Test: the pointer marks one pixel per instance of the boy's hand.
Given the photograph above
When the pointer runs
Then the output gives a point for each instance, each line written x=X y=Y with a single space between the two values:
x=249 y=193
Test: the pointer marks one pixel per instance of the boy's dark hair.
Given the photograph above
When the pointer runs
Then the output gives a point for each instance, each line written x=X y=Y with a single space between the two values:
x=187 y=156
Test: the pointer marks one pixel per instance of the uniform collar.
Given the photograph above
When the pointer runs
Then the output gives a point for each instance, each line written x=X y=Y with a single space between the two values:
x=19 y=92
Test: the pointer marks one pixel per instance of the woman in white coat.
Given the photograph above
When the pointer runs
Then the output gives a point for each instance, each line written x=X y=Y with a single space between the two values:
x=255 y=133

══════════

▸ **Task**
Every record above must be printed again exactly as it stands.

▸ **Task solution**
Test: the pointer marks one pixel per instance of the boy's hand.
Given the photograph above
When the pointer runs
Then the output gives a point for each instance, each line written x=X y=Y with a single space between the two values:
x=249 y=193
Test: the pointer marks one pixel per instance of the boy's dark hair.
Given the photograph above
When the pointer runs
Then the output gives a point for each instance, each line written x=X y=Y with a single space between the two values:
x=187 y=156
Test: the pointer marks one pixel per instance of the uniform collar.
Given the photograph above
When the pointer runs
Then the output gives a point for each instance, each line written x=X y=Y with a single space between the two values:
x=19 y=92
Test: the pointer marks one pixel per instance of the woman in white coat.
Given the photograph above
When the pointer runs
Then the output gives a point for each instance, each line written x=X y=Y with a single space between the two values:
x=255 y=133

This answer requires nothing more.